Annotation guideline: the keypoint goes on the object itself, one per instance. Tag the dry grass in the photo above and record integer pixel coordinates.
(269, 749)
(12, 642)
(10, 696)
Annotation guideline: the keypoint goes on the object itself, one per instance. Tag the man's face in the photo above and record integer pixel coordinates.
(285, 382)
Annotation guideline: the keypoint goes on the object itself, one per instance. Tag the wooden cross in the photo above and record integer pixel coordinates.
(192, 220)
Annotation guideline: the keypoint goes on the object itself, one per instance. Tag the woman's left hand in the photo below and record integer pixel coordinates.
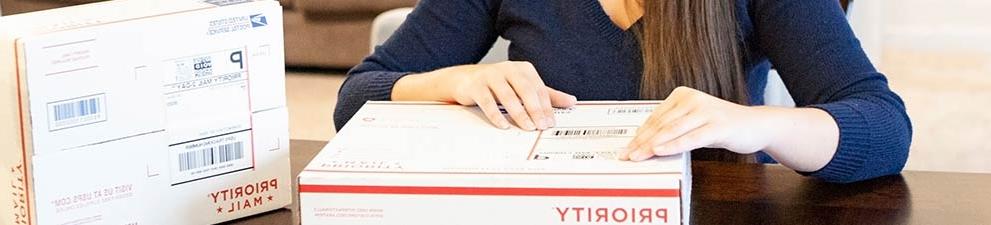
(690, 119)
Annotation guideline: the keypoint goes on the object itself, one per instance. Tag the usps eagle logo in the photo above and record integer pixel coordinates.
(258, 20)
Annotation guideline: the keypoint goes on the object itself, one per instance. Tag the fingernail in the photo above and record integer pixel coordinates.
(528, 125)
(542, 124)
(641, 155)
(623, 154)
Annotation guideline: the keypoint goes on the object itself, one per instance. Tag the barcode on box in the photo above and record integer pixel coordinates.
(76, 112)
(590, 132)
(631, 110)
(211, 156)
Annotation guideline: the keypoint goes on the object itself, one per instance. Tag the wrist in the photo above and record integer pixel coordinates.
(428, 86)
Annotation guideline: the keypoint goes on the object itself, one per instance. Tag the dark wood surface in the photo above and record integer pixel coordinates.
(729, 193)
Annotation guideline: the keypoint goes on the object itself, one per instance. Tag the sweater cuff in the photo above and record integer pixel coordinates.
(380, 87)
(854, 143)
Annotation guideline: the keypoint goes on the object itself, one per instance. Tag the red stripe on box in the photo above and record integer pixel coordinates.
(494, 191)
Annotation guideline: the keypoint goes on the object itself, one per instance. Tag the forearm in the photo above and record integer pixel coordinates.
(805, 138)
(430, 86)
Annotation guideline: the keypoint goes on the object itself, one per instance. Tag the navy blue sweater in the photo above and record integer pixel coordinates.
(577, 49)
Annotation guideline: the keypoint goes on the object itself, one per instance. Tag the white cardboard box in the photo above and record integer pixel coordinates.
(431, 163)
(143, 112)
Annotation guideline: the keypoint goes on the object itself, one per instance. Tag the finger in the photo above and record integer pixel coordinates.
(698, 138)
(677, 128)
(657, 121)
(545, 101)
(527, 91)
(649, 124)
(529, 72)
(560, 99)
(505, 95)
(490, 108)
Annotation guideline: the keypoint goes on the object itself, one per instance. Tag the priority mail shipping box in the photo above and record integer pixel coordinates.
(429, 163)
(143, 112)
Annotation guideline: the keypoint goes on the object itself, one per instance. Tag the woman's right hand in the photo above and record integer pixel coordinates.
(514, 85)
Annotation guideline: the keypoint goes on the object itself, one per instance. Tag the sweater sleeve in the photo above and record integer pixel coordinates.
(822, 64)
(435, 35)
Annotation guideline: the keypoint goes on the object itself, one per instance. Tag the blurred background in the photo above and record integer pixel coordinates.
(935, 54)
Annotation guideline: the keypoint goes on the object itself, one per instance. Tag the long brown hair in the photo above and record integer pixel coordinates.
(692, 43)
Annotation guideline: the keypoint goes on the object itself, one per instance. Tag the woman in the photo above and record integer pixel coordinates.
(707, 58)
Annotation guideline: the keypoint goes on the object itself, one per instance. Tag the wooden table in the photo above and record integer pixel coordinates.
(729, 193)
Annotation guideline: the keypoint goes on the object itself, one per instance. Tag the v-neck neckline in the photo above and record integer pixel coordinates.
(604, 23)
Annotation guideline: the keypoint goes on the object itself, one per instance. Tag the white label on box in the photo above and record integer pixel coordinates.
(207, 95)
(581, 143)
(210, 157)
(209, 114)
(77, 112)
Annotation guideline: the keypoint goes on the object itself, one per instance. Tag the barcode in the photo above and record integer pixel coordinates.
(75, 109)
(589, 132)
(631, 110)
(211, 156)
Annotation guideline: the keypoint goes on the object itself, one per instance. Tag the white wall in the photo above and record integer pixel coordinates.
(937, 55)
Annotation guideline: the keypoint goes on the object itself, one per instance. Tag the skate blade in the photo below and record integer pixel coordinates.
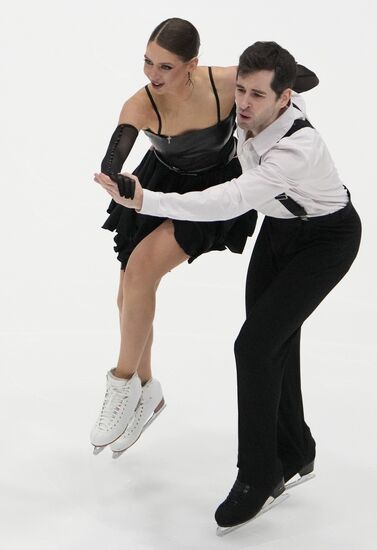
(270, 503)
(299, 481)
(98, 450)
(158, 410)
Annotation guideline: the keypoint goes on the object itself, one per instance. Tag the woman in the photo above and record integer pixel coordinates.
(188, 113)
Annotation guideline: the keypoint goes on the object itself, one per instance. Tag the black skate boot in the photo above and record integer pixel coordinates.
(244, 503)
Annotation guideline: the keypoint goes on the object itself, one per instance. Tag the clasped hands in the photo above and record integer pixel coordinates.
(112, 188)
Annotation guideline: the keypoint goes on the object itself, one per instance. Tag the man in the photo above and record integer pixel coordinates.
(308, 241)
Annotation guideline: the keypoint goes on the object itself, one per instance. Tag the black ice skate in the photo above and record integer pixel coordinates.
(245, 503)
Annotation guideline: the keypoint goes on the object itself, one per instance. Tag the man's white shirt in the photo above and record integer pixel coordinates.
(298, 165)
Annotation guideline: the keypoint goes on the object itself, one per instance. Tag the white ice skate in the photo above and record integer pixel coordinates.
(121, 399)
(151, 404)
(305, 474)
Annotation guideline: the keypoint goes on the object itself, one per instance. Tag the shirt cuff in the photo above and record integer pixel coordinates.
(151, 203)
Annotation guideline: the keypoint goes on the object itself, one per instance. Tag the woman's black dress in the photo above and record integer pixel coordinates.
(192, 161)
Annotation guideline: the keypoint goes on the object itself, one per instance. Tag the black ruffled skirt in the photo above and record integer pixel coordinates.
(194, 238)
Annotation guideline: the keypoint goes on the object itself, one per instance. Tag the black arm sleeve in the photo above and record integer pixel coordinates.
(305, 79)
(119, 148)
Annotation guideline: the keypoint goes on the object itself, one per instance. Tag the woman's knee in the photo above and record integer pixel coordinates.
(140, 274)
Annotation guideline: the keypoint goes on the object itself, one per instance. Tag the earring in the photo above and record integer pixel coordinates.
(189, 81)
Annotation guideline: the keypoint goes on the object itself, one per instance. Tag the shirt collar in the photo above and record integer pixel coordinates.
(275, 131)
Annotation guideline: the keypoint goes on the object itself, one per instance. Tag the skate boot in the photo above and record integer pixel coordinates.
(305, 474)
(121, 399)
(245, 503)
(151, 404)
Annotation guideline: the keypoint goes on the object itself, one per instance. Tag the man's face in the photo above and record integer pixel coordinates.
(257, 104)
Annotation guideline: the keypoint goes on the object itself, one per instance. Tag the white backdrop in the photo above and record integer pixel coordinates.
(66, 69)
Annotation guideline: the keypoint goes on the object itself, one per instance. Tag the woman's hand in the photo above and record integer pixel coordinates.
(111, 187)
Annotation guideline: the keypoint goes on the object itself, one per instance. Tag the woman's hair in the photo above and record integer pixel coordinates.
(271, 57)
(178, 36)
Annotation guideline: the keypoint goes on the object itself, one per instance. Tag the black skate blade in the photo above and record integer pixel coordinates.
(270, 503)
(299, 481)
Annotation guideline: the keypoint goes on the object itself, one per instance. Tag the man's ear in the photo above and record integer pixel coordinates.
(285, 97)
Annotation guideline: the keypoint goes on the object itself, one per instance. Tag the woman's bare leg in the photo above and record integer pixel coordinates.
(145, 367)
(155, 256)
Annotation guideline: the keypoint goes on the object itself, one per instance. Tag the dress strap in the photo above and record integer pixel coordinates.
(155, 109)
(215, 93)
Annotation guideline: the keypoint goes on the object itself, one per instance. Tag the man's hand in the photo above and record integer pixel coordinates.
(111, 187)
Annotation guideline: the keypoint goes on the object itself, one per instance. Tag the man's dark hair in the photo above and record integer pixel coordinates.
(269, 56)
(178, 36)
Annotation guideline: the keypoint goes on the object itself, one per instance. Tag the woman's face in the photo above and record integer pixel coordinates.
(165, 70)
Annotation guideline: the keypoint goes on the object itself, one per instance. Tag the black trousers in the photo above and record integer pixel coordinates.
(294, 265)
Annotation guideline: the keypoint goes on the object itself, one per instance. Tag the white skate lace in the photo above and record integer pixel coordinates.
(112, 405)
(137, 416)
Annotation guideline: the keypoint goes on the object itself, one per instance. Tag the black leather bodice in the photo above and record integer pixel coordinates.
(197, 150)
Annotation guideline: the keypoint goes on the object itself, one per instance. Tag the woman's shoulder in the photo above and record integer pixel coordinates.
(137, 110)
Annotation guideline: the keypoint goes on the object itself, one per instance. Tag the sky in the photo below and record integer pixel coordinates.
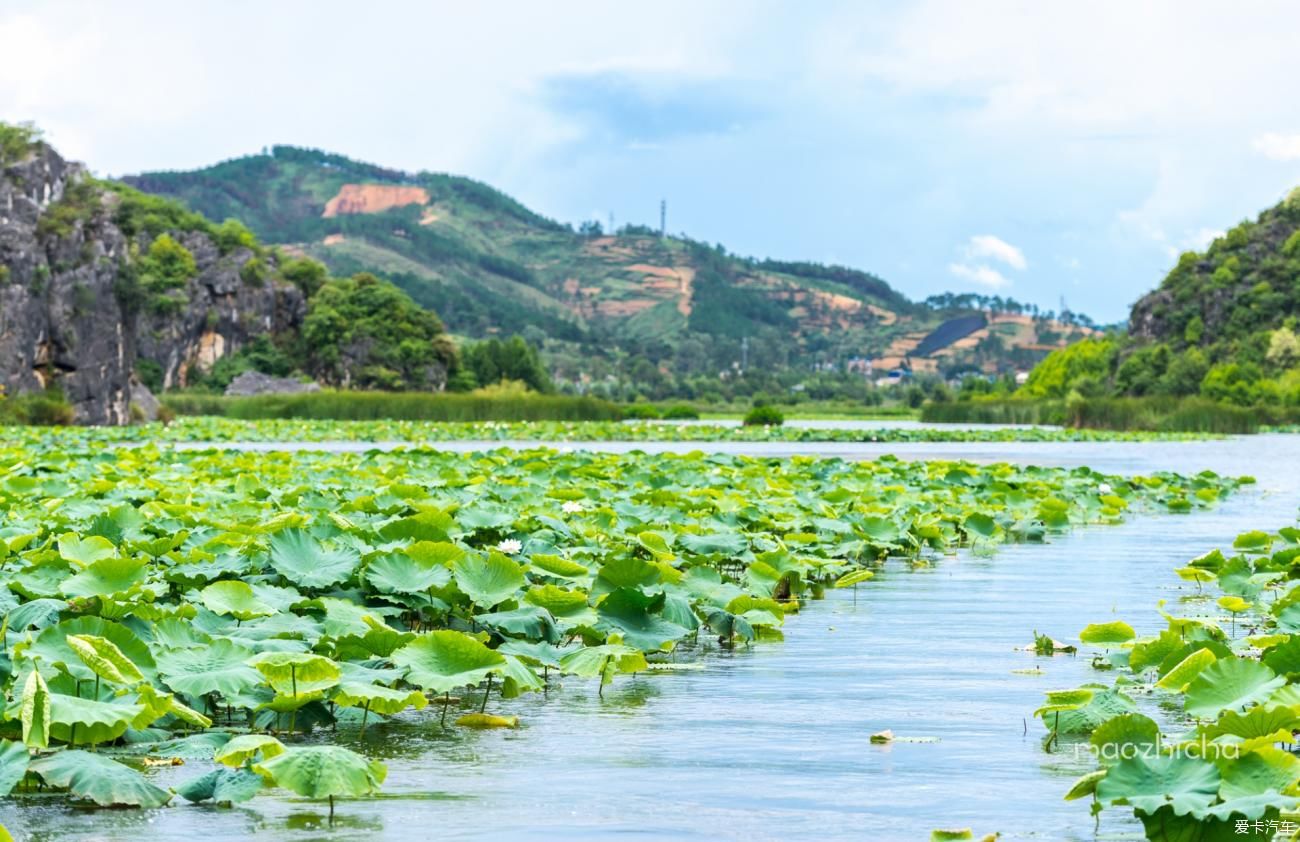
(1031, 150)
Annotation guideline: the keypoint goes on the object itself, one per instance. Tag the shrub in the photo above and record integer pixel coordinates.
(641, 411)
(765, 416)
(681, 412)
(399, 406)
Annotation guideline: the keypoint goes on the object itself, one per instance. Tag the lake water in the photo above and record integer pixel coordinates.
(772, 742)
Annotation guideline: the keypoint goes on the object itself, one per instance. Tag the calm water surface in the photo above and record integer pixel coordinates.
(772, 743)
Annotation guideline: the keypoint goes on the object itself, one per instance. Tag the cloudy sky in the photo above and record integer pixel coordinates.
(1035, 150)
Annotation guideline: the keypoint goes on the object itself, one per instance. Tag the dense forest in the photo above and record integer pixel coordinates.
(1221, 325)
(620, 313)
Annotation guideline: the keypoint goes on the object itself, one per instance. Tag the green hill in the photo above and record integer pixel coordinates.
(631, 304)
(1220, 325)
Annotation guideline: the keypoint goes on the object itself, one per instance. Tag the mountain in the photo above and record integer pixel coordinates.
(98, 281)
(1222, 324)
(605, 304)
(108, 293)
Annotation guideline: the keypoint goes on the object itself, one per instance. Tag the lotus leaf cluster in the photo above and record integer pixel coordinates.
(1233, 672)
(219, 429)
(237, 607)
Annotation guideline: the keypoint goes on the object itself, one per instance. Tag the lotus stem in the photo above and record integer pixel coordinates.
(293, 682)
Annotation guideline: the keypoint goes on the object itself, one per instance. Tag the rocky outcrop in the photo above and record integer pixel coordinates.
(65, 317)
(222, 313)
(258, 383)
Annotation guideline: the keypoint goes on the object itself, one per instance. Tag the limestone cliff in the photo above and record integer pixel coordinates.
(74, 309)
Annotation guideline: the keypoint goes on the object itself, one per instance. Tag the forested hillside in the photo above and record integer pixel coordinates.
(667, 313)
(1221, 325)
+===+
▸ **WHAT YOU SHOULD DO**
Repeat exactly the lines above from the line that contains "Tag the lake" through the end. Include both of these ends; leave out everything else.

▸ **ANSWER BOX**
Annotation guideline: the keypoint goes on the object itself, one per instance. Tag the lake water in the photo above and record integer pixel coordinates.
(772, 742)
Annotation guideline: the keypoint goes on the object itself, one per instance. Tag the calm water surface in the photo above and record integer pixel coordinates.
(772, 743)
Annotation guideline: the keypoint goes on the object itself, one per instance. Tag the cloudy sky in the photo above and record integer pixel coordinates.
(1035, 150)
Annotation guideline: the keypoint goes on the object itself, one per instance. Tag the dense forest in the photo above and record integer pixel coordinates.
(1221, 325)
(620, 313)
Annotation guideline: the keypoint goes on the object itself, one per instance. Tag the green hill in the photo above and record integer pixel coordinates.
(631, 304)
(1220, 325)
Annotation guideline: the keypoint goes on the object itself, one per instance. Tag the mountain in the photo above and record integer pixel coordinates.
(98, 281)
(1222, 324)
(605, 304)
(108, 293)
Annotation guideline: the keypoint goes on the object itself, one per instance. Tag the lotus leaf cluster in the photo above and record integer pixel coordinates.
(1233, 672)
(219, 429)
(237, 607)
Annotation guideline: the keypoint goes on the object itself, one per instance. Tag the lotus stem in the photo above and record integer pixel coordinates.
(293, 682)
Annotation guideline: the keypoint goes on the object itself, one per instance. Tag the rocky outcrop in the photo above and record integer pixel coordinates.
(65, 317)
(222, 313)
(258, 383)
Annotation guideline: the keypoint goes on the object itself, one per instance. Tag the limestone cliff in the photo above and record integer pixel coordinates.
(74, 309)
Annotation guideline: the keypoint goes on the object itself, one per instance. Tag the forested hillside in the photo above and record integer pixel coordinates.
(667, 313)
(1221, 325)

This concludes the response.